Convert the data below into a two-column CSV with the header input,output and one row per request. Put each request's full text in the input column and its answer in the output column, wrap every field in double quotes, and replace line breaks with spaces.
---
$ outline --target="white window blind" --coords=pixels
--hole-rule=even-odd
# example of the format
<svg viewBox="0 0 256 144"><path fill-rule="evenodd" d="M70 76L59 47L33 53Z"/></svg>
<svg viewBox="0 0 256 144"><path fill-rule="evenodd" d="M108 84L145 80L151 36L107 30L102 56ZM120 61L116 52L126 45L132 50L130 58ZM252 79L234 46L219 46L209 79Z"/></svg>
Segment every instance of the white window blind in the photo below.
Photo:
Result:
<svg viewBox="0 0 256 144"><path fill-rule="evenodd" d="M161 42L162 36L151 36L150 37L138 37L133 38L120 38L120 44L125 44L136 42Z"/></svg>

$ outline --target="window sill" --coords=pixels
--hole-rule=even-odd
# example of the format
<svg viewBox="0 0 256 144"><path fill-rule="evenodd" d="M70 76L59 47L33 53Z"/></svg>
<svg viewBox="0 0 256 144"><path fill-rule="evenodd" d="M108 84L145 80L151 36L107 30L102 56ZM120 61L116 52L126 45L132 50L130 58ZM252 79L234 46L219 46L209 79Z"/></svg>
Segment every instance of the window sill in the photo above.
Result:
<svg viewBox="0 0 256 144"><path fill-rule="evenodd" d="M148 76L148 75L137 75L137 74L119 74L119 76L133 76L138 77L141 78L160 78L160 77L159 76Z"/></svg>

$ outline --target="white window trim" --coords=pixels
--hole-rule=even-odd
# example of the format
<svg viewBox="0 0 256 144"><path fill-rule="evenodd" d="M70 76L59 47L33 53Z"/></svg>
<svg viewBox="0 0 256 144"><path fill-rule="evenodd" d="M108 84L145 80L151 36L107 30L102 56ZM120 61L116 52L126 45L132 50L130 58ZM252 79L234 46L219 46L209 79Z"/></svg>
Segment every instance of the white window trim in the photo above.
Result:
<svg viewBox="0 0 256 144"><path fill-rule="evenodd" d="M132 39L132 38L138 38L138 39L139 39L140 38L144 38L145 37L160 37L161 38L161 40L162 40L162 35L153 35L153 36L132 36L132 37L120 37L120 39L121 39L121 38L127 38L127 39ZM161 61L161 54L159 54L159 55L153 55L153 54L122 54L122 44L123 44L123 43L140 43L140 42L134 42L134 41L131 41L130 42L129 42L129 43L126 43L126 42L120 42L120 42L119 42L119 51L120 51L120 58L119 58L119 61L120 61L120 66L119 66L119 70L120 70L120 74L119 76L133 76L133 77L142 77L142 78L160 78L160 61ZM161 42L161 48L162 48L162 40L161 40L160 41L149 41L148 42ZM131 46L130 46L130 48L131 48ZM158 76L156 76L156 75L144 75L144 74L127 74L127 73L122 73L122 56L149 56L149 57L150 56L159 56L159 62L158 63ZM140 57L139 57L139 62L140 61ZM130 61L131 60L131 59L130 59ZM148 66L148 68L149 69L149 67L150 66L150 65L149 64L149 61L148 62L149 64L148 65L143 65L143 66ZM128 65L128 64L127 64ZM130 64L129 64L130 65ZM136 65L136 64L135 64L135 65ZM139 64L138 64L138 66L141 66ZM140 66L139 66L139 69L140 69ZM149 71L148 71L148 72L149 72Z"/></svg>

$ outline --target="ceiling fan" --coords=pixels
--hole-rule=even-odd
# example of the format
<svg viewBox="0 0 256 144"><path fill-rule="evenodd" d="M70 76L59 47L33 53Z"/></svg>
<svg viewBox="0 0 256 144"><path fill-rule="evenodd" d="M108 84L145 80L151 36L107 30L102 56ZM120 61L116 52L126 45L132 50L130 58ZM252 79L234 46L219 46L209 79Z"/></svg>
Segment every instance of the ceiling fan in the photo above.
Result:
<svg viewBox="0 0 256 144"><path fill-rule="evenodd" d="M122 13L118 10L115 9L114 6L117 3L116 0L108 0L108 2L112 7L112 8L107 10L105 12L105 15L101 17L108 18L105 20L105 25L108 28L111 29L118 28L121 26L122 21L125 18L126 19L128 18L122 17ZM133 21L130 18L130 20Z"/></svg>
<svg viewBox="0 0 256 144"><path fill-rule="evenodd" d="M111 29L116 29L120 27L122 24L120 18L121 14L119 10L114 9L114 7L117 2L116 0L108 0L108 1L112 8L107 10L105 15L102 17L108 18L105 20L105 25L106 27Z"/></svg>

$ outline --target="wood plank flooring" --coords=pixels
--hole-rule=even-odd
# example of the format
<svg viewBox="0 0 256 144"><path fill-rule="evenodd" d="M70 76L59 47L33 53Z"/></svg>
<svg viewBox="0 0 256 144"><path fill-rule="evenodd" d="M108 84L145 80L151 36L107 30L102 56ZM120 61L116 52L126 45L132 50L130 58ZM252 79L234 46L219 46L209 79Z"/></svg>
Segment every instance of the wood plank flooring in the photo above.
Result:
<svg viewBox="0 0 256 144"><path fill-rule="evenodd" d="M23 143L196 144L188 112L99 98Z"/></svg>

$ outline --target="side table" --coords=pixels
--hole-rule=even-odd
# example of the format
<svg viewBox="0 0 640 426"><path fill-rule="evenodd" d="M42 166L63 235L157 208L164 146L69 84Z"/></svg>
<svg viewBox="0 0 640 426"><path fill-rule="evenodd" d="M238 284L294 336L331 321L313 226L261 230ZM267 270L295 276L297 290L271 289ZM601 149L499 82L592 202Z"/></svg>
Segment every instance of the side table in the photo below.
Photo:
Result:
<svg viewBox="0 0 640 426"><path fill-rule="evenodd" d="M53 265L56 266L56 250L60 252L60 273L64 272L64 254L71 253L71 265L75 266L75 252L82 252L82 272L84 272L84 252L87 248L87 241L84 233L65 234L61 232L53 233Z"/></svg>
---
[EXERCISE RESULT]:
input,output
"$ outline --target=""white window blind"" --coords=pixels --hole-rule=even-odd # example of the format <svg viewBox=""0 0 256 144""><path fill-rule=""evenodd"" d=""M70 76L59 47L33 53Z""/></svg> <svg viewBox=""0 0 256 144""><path fill-rule=""evenodd"" d=""M108 84L145 80L151 36L107 30L102 56ZM120 61L116 52L126 45L132 50L130 58ZM252 79L234 46L219 46L209 79Z""/></svg> Segment every instance of the white window blind in the photo below. Photo: Result:","<svg viewBox=""0 0 256 144""><path fill-rule=""evenodd"" d=""M161 42L162 36L151 36L150 37L138 37L133 38L120 38L120 44L125 44L136 42Z""/></svg>"
"$ outline --target=""window sill"" --coords=pixels --hole-rule=even-odd # example of the format <svg viewBox=""0 0 256 144""><path fill-rule=""evenodd"" d=""M70 76L59 47L33 53Z""/></svg> <svg viewBox=""0 0 256 144""><path fill-rule=""evenodd"" d=""M108 84L145 80L151 36L107 30L102 56ZM120 61L116 52L126 45L132 50L130 58ZM252 79L234 46L219 46L209 79Z""/></svg> Segment every instance of the window sill in the photo above. Result:","<svg viewBox=""0 0 256 144""><path fill-rule=""evenodd"" d=""M148 76L148 75L137 75L137 74L119 74L119 76L133 76L138 77L141 78L160 78L160 77L159 76Z""/></svg>"
"$ outline --target=""white window trim"" --coords=pixels --hole-rule=even-odd # example of the format <svg viewBox=""0 0 256 144""><path fill-rule=""evenodd"" d=""M70 76L59 47L33 53Z""/></svg> <svg viewBox=""0 0 256 144""><path fill-rule=""evenodd"" d=""M108 84L145 80L151 36L107 30L102 56ZM120 61L116 52L126 45L132 50L130 58ZM252 79L234 46L219 46L209 79Z""/></svg> Segment every instance of the white window trim in the photo above. Result:","<svg viewBox=""0 0 256 144""><path fill-rule=""evenodd"" d=""M132 39L132 38L138 38L138 39L139 39L140 38L144 38L145 37L160 37L161 38L161 40L162 40L162 35L153 35L153 36L132 36L132 37L120 37L120 39L121 39L121 38L127 38L127 39ZM161 61L161 54L159 54L159 55L153 55L153 54L122 54L122 44L123 44L123 43L140 43L140 42L134 42L134 41L131 41L130 42L129 42L129 43L126 43L126 42L120 42L120 42L119 42L119 51L120 51L120 58L119 58L119 61L120 61L120 66L119 66L119 70L120 70L120 74L119 76L133 76L133 77L142 77L142 78L160 78L160 61ZM161 42L161 48L162 48L162 40L161 40L160 41L149 41L148 42ZM131 46L130 46L130 48L131 48ZM158 76L156 76L156 75L144 75L144 74L127 74L127 73L122 73L122 56L149 56L149 57L150 56L159 56L159 62L158 63ZM140 57L139 57L139 62L140 61ZM130 61L131 60L131 59L130 59ZM148 66L148 68L149 69L149 67L150 66L150 65L149 64L149 61L148 62L149 64L148 65L143 65L143 66ZM128 65L128 64L127 64ZM130 64L129 64L130 65ZM136 65L136 64L135 64L135 65ZM139 64L138 64L138 66L141 66ZM140 66L139 66L139 69L140 69ZM149 71L148 71L148 72L149 72Z""/></svg>"
"$ outline --target=""ceiling fan"" --coords=pixels --hole-rule=even-odd # example of the format <svg viewBox=""0 0 256 144""><path fill-rule=""evenodd"" d=""M70 76L59 47L33 53Z""/></svg> <svg viewBox=""0 0 256 144""><path fill-rule=""evenodd"" d=""M108 84L145 80L151 36L107 30L102 56ZM120 61L116 52L126 45L132 50L130 58ZM252 79L234 46L219 46L209 79Z""/></svg> Segment every instance of the ceiling fan in the photo above. Result:","<svg viewBox=""0 0 256 144""><path fill-rule=""evenodd"" d=""M122 13L118 10L115 9L114 6L117 3L116 0L108 0L108 2L112 7L112 8L107 10L105 12L105 15L101 17L108 18L105 20L105 25L108 28L111 29L118 28L121 26L122 21L125 18L126 19L128 18L122 17ZM133 21L130 18L130 20Z""/></svg> <svg viewBox=""0 0 256 144""><path fill-rule=""evenodd"" d=""M111 29L116 29L120 27L122 24L120 18L121 14L119 10L114 9L114 7L117 2L116 0L108 0L108 1L112 8L107 10L105 15L102 17L108 18L105 20L105 25L106 27Z""/></svg>"
"$ outline --target=""wood plank flooring"" --coords=pixels --hole-rule=even-odd # example of the format <svg viewBox=""0 0 256 144""><path fill-rule=""evenodd"" d=""M70 76L59 47L33 53Z""/></svg> <svg viewBox=""0 0 256 144""><path fill-rule=""evenodd"" d=""M108 84L145 80L151 36L107 30L102 56ZM120 61L116 52L126 45L132 50L130 58ZM252 79L234 46L219 46L209 79Z""/></svg> Segment every instance of the wood plank flooring in the photo above. Result:","<svg viewBox=""0 0 256 144""><path fill-rule=""evenodd"" d=""M23 143L196 144L188 112L99 98Z""/></svg>"
"$ outline --target=""side table"" --coords=pixels --hole-rule=even-odd # example of the format <svg viewBox=""0 0 640 426""><path fill-rule=""evenodd"" d=""M42 166L63 235L157 208L164 146L69 84Z""/></svg> <svg viewBox=""0 0 640 426""><path fill-rule=""evenodd"" d=""M238 284L294 336L331 321L313 226L261 230ZM267 270L295 276L297 290L271 289ZM601 149L499 82L592 202Z""/></svg> Segment every instance of the side table in the photo below. Photo: Result:","<svg viewBox=""0 0 640 426""><path fill-rule=""evenodd"" d=""M53 265L56 266L56 250L60 252L60 273L64 272L64 254L71 253L71 265L75 266L75 252L82 252L82 272L84 272L84 252L87 248L87 241L84 233L65 234L61 232L53 233Z""/></svg>"